• EXERCISE AIM: Lines from the one with "[seg] overcast sky" through the end of the listing below are to be retyped exactly.

(EXTRACTED RECORDS Opens)

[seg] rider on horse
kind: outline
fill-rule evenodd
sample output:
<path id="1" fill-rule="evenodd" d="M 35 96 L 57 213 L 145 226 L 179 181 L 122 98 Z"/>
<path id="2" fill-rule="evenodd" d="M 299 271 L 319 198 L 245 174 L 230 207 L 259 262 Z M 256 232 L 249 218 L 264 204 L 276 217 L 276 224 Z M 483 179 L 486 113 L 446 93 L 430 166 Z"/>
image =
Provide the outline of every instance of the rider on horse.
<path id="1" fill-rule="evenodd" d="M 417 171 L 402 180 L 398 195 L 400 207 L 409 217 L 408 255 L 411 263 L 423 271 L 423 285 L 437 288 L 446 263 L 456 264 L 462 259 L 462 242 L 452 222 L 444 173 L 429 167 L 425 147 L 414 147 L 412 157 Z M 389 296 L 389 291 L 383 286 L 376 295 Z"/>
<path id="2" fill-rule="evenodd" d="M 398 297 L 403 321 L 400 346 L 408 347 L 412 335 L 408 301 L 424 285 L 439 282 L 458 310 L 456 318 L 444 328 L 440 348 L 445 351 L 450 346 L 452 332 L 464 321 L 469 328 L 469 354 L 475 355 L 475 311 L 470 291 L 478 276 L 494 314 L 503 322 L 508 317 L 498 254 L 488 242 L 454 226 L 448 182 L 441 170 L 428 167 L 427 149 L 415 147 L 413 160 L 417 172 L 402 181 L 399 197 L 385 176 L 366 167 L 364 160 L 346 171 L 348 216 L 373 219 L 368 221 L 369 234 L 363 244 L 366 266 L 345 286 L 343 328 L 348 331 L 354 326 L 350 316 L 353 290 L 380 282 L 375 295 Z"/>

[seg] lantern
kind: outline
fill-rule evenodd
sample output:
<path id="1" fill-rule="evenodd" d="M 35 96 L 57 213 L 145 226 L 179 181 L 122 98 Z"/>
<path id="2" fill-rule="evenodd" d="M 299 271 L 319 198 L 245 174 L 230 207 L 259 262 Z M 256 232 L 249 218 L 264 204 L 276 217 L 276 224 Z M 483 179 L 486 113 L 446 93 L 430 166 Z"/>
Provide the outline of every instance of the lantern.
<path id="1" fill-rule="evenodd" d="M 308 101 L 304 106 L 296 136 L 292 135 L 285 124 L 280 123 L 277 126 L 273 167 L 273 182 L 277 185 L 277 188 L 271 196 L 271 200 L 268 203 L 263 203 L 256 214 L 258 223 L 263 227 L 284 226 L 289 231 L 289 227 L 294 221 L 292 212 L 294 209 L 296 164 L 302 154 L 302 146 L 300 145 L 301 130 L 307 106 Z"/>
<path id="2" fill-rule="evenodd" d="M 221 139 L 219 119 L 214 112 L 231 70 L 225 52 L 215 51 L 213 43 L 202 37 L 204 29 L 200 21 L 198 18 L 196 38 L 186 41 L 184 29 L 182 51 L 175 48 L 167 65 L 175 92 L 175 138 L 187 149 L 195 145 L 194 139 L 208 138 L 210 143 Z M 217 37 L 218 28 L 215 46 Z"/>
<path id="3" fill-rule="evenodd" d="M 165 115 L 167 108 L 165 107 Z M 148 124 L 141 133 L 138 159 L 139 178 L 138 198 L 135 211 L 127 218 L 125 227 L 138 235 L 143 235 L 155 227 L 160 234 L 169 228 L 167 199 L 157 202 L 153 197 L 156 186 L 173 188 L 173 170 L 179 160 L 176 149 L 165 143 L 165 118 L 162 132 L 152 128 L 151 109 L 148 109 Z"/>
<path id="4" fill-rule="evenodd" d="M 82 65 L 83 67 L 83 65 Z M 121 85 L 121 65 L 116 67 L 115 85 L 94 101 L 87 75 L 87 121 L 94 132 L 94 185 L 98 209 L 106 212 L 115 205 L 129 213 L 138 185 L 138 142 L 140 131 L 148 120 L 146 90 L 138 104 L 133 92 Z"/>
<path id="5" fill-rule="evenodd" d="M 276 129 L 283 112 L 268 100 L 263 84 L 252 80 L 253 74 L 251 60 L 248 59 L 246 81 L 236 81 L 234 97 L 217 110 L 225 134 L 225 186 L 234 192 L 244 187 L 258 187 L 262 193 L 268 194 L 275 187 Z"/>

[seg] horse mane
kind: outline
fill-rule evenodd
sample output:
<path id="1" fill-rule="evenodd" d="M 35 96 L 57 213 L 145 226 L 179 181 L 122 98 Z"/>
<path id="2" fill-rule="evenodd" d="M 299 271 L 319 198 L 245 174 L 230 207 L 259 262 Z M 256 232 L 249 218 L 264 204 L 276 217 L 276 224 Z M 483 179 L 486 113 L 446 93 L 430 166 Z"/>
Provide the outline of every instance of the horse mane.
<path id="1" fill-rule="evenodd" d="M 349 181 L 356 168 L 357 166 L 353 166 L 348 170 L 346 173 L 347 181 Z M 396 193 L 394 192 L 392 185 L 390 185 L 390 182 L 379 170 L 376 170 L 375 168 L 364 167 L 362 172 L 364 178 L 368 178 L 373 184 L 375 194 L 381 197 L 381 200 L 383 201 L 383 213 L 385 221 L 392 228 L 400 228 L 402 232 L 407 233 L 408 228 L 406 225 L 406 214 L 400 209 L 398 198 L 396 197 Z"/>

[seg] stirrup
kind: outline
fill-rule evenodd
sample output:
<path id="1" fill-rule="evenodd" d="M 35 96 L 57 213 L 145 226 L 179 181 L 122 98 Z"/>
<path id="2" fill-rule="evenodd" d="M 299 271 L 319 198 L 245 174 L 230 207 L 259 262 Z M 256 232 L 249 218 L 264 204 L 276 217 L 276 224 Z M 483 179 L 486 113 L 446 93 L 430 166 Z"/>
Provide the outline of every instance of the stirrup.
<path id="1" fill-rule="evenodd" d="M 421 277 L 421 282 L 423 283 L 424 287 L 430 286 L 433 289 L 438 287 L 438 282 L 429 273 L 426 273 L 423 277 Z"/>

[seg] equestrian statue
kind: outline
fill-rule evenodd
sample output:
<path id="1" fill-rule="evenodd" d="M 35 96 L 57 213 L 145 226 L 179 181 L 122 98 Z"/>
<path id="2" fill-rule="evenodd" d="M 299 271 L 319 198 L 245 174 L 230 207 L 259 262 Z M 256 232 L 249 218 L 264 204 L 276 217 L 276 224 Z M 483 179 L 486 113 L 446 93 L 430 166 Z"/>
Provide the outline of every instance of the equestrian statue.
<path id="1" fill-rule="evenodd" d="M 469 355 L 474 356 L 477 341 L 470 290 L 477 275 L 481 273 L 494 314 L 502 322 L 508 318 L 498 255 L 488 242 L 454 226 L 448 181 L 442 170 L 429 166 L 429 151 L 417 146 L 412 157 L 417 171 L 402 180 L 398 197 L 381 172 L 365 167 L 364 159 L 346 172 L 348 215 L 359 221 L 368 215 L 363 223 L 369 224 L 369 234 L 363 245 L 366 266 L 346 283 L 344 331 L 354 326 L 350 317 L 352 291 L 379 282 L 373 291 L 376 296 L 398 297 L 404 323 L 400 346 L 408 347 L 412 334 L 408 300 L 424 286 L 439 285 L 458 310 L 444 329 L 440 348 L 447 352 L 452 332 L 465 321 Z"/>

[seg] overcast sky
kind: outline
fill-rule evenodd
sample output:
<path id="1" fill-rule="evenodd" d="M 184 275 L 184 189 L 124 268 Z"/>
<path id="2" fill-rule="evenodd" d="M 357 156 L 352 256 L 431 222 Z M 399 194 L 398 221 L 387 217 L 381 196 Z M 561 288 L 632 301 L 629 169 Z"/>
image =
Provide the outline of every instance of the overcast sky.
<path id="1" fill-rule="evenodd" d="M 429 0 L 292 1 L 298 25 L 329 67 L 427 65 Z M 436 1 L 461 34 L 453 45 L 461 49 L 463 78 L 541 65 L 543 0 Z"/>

(EXTRACTED RECORDS Closes)

• SOLUTION TO THIS PROBLEM:
[seg] overcast sky
kind: outline
fill-rule evenodd
sample output:
<path id="1" fill-rule="evenodd" d="M 184 275 L 184 189 L 124 268 Z"/>
<path id="2" fill-rule="evenodd" d="M 357 156 L 352 256 L 431 222 Z M 399 194 L 398 221 L 387 217 L 381 196 Z M 561 288 L 632 301 L 629 169 Z"/>
image =
Provide the outline of every instance of the overcast sky.
<path id="1" fill-rule="evenodd" d="M 429 0 L 292 1 L 298 25 L 329 67 L 427 65 Z M 436 1 L 461 34 L 453 45 L 461 49 L 463 78 L 541 65 L 543 0 Z"/>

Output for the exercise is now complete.